Aim of the exercise: Pictures aside, can you reproduce the records word for word?

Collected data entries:
--------------------

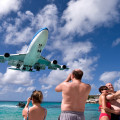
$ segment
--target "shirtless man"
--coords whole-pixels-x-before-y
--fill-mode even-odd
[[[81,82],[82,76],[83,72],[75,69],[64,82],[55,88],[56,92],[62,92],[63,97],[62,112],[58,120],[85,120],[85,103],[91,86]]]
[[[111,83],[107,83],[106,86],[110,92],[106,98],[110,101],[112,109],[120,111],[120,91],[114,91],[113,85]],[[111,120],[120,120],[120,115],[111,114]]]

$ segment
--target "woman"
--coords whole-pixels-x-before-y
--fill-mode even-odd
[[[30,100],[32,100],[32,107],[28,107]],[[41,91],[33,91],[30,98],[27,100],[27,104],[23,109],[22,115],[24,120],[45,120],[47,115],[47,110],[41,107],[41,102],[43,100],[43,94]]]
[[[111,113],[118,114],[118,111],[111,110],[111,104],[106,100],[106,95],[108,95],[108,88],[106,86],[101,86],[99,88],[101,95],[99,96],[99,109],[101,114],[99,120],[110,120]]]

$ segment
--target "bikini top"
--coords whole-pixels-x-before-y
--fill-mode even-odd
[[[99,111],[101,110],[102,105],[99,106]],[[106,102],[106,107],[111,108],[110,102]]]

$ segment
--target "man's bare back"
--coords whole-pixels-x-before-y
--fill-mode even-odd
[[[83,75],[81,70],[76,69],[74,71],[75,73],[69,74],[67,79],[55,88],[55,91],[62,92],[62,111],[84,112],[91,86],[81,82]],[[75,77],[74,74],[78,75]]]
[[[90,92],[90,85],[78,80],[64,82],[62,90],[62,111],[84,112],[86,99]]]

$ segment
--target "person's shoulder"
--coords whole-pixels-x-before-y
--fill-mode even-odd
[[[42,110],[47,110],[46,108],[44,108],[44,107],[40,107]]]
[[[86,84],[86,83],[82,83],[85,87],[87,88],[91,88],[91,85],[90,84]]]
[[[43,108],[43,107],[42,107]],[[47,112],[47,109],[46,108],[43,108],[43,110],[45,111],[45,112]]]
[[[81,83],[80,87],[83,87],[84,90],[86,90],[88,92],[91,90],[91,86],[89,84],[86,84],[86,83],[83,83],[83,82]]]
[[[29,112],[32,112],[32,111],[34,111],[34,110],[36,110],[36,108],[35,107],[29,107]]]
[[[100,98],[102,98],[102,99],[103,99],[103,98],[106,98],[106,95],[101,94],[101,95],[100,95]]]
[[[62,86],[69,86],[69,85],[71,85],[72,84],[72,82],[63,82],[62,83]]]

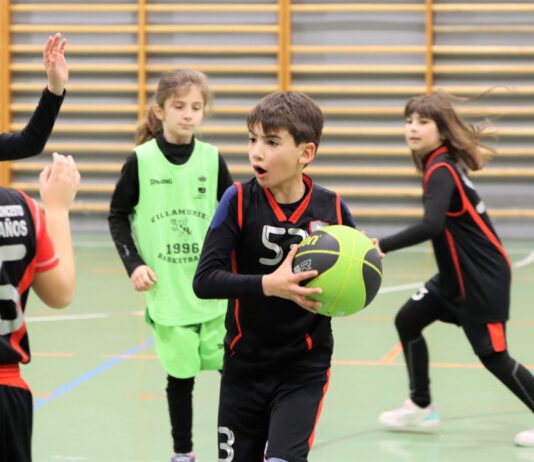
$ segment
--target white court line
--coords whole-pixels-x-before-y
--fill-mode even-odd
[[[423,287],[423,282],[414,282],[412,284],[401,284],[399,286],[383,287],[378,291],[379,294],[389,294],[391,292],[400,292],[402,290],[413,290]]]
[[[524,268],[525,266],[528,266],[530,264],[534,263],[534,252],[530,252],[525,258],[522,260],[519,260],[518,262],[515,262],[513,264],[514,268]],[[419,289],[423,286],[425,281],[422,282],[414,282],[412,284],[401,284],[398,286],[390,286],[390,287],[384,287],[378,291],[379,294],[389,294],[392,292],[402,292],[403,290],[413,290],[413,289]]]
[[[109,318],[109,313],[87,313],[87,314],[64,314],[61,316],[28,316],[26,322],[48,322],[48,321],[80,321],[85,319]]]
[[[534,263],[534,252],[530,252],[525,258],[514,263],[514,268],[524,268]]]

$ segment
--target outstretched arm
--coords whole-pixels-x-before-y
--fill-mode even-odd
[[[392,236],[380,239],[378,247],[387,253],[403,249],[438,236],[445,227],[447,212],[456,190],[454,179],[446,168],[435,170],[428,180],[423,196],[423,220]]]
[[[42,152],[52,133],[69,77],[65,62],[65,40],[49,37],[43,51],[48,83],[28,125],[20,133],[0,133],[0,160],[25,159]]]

--------------------

The answer:
$ segment
--target "shirtless man"
--coords whole-pixels-x-before-y
--fill-mode even-odd
[[[81,82],[82,76],[83,72],[75,69],[64,82],[55,88],[56,92],[62,92],[63,97],[62,112],[58,120],[85,120],[85,103],[91,86]]]
[[[111,83],[107,83],[106,86],[110,92],[106,98],[110,101],[112,109],[120,111],[120,91],[114,91],[113,85]],[[111,120],[120,120],[120,115],[111,114]]]

$ segment
--target "woman"
--coords whole-pixels-x-before-y
--fill-mode even-odd
[[[30,100],[32,100],[32,107],[28,107]],[[41,91],[33,91],[30,98],[27,100],[27,104],[23,109],[22,115],[24,120],[45,120],[47,115],[47,110],[41,107],[41,102],[43,100],[43,94]]]
[[[111,113],[118,114],[118,111],[111,110],[111,104],[106,100],[106,95],[108,95],[108,88],[106,86],[101,86],[99,88],[101,95],[99,96],[99,109],[101,114],[99,120],[110,120]]]

$ segment
--target "bikini top"
--coords whole-pixels-x-before-y
--fill-mode even-odd
[[[99,111],[101,110],[102,105],[99,106]],[[106,102],[106,107],[111,108],[110,102]]]

$ segment
--target "man's bare back"
--coords whole-pixels-x-before-y
--fill-mode even-odd
[[[83,75],[81,70],[76,69],[74,71],[75,73],[69,74],[67,79],[55,88],[55,91],[62,92],[62,111],[84,112],[91,86],[81,82]],[[75,77],[74,74],[78,75]]]
[[[90,92],[90,85],[78,80],[64,82],[62,90],[62,111],[84,112],[86,99]]]

$ segment
--target "person's shoulder"
--coords whole-pixels-x-before-y
--fill-mode even-odd
[[[42,110],[47,110],[46,108],[44,108],[44,107],[40,107]]]
[[[86,84],[86,83],[82,83],[85,87],[87,88],[91,88],[91,85],[90,84]]]
[[[43,108],[43,107],[42,107]],[[47,112],[47,109],[46,108],[43,108],[43,110],[45,111],[45,112]]]
[[[81,83],[80,87],[83,87],[84,90],[86,90],[88,92],[91,90],[91,86],[89,84],[86,84],[86,83],[83,83],[83,82]]]
[[[29,112],[32,112],[32,111],[34,111],[34,110],[36,110],[36,108],[35,107],[29,107]]]
[[[100,98],[102,98],[102,99],[103,99],[103,98],[106,98],[106,95],[101,94],[101,95],[100,95]]]
[[[62,86],[69,86],[69,85],[71,85],[72,84],[72,82],[63,82],[62,83]]]

$ segment
--target white court line
--coords whole-pixels-x-before-y
--fill-mode even-odd
[[[423,287],[423,282],[414,282],[412,284],[401,284],[399,286],[383,287],[378,291],[379,294],[389,294],[391,292],[400,292],[402,290],[413,290]]]
[[[524,268],[525,266],[528,266],[530,264],[534,263],[534,252],[530,252],[525,258],[522,260],[519,260],[518,262],[515,262],[513,264],[514,268]],[[419,289],[423,286],[425,281],[422,282],[414,282],[412,284],[401,284],[398,286],[390,286],[390,287],[384,287],[378,291],[379,294],[389,294],[392,292],[402,292],[403,290],[413,290],[413,289]]]
[[[109,318],[109,313],[87,313],[87,314],[64,314],[61,316],[28,316],[26,322],[48,322],[48,321],[80,321],[85,319]]]
[[[534,263],[534,252],[530,252],[525,258],[514,263],[514,268],[524,268]]]

$ segment
--target outstretched arm
--coords whole-pixels-x-before-y
--fill-mode even-odd
[[[392,236],[380,239],[378,247],[387,253],[403,249],[438,236],[445,227],[447,212],[456,190],[454,179],[446,168],[435,170],[428,180],[423,196],[423,220]]]
[[[42,152],[52,133],[69,77],[65,62],[65,40],[49,37],[43,51],[48,83],[28,125],[20,133],[0,133],[0,160],[25,159]]]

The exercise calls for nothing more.